>> begin Information given

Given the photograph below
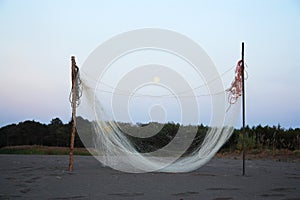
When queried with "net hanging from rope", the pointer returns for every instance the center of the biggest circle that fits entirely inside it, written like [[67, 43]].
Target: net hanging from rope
[[112, 102]]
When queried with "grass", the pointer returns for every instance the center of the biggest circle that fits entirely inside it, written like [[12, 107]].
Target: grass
[[280, 155], [42, 150]]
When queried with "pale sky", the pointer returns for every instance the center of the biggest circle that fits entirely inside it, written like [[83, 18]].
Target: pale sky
[[39, 37]]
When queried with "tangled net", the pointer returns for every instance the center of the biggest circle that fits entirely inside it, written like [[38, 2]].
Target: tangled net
[[112, 146], [149, 147], [235, 91]]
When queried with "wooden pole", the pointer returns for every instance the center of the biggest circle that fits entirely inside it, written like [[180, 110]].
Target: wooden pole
[[243, 107], [73, 66]]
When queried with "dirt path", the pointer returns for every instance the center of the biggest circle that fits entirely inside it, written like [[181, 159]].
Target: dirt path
[[46, 177]]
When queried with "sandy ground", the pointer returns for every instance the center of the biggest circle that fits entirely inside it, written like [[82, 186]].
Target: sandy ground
[[46, 177]]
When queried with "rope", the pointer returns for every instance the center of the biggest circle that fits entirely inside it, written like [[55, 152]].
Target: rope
[[235, 90], [78, 87]]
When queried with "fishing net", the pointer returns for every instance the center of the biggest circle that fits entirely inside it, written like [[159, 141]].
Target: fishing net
[[145, 97]]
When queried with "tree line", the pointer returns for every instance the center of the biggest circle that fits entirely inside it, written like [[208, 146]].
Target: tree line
[[56, 133]]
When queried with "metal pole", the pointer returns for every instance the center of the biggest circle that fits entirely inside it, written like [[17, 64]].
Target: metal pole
[[243, 107], [73, 65]]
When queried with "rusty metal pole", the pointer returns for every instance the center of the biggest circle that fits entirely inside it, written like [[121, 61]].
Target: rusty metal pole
[[243, 107], [73, 65]]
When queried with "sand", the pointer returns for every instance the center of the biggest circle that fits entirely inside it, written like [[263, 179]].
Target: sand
[[47, 177]]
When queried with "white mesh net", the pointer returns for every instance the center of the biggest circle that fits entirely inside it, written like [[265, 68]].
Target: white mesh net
[[125, 114]]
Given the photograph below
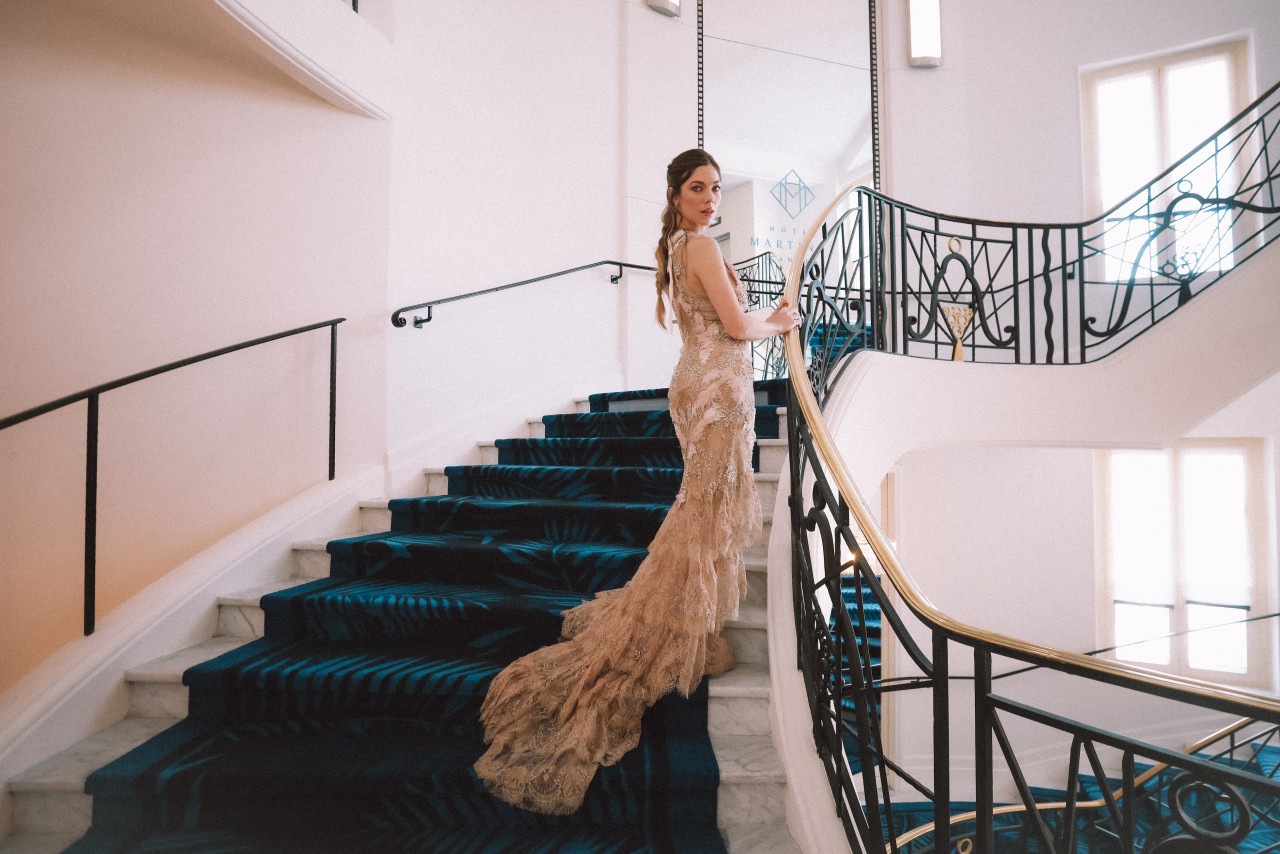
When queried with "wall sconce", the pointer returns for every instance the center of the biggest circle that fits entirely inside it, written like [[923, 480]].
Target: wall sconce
[[926, 21]]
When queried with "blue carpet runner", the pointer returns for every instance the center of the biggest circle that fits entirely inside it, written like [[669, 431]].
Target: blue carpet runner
[[352, 724]]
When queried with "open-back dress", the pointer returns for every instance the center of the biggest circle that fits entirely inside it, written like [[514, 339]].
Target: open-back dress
[[558, 713]]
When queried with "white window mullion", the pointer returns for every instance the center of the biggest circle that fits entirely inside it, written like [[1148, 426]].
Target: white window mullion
[[1178, 621]]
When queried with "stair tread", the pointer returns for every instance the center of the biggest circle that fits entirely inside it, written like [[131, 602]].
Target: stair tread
[[745, 680], [37, 843], [250, 597], [65, 771], [169, 668], [749, 616], [748, 758]]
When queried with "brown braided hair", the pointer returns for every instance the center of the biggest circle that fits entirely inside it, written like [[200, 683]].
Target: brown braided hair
[[677, 173]]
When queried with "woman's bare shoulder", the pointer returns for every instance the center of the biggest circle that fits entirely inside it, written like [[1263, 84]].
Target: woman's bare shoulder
[[703, 250]]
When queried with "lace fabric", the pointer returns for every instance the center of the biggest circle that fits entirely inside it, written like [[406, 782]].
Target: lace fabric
[[554, 716]]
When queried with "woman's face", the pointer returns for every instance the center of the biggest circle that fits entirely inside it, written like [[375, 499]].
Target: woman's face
[[699, 199]]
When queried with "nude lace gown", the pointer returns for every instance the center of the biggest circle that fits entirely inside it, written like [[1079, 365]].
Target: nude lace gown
[[556, 715]]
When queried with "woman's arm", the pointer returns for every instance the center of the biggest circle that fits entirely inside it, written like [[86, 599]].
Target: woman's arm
[[705, 266]]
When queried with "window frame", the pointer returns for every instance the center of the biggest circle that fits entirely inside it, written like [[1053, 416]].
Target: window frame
[[1260, 633], [1237, 49]]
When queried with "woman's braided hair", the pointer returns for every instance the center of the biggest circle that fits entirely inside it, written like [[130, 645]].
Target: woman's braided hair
[[677, 173]]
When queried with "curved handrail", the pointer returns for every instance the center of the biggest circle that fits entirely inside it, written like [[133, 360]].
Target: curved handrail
[[1097, 803], [1223, 698], [853, 300], [398, 322]]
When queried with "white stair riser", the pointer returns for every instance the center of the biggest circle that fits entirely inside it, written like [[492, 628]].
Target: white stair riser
[[768, 491], [310, 562], [374, 520], [241, 620], [737, 716], [750, 803], [50, 812], [158, 699], [750, 644], [773, 459], [757, 584]]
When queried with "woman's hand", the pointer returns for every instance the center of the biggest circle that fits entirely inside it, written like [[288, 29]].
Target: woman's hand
[[784, 318]]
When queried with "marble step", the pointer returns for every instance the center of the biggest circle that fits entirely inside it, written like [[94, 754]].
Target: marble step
[[773, 455], [156, 689], [49, 802], [240, 615], [753, 782], [749, 635], [739, 700]]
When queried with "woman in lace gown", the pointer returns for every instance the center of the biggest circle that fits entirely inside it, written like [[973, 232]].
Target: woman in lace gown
[[554, 716]]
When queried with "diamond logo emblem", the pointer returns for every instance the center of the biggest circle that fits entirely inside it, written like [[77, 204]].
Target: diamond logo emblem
[[792, 193]]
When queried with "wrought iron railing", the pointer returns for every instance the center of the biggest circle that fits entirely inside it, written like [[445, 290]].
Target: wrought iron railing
[[91, 397], [876, 273], [764, 279], [1050, 293]]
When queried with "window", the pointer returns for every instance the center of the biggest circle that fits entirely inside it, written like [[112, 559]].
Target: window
[[1139, 119], [1182, 558]]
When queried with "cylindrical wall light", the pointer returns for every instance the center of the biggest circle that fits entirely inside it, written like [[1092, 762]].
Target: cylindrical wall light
[[926, 18]]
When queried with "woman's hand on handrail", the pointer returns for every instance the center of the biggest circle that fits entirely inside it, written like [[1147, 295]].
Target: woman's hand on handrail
[[705, 268]]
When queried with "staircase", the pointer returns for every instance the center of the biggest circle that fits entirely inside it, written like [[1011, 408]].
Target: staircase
[[336, 711]]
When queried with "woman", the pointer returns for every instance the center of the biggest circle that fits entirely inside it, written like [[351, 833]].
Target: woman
[[558, 713]]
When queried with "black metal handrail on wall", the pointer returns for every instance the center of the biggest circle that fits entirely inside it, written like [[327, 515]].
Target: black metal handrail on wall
[[400, 322], [877, 273], [762, 274], [92, 394]]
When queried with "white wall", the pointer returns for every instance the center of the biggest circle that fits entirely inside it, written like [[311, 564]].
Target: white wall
[[167, 191], [526, 141], [990, 453], [995, 132]]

>> end Information given

◆ **Given task**: Rewrite the rows from the line containing "like [[1079, 365]]." through the line containing "[[556, 715]]", both included, with the requests kept in. Scale each point coordinate in the answers by 1.55 and round it to a whole number, rounding halves up, but leave the numbers in the requests and their format samples as they are.

◆ **Answer**:
When queried with "nude lace gown", the pointer returns for every instance the center of the biggest circle that fits entirely inside it, written like [[1079, 365]].
Target: nude lace gown
[[862, 1108]]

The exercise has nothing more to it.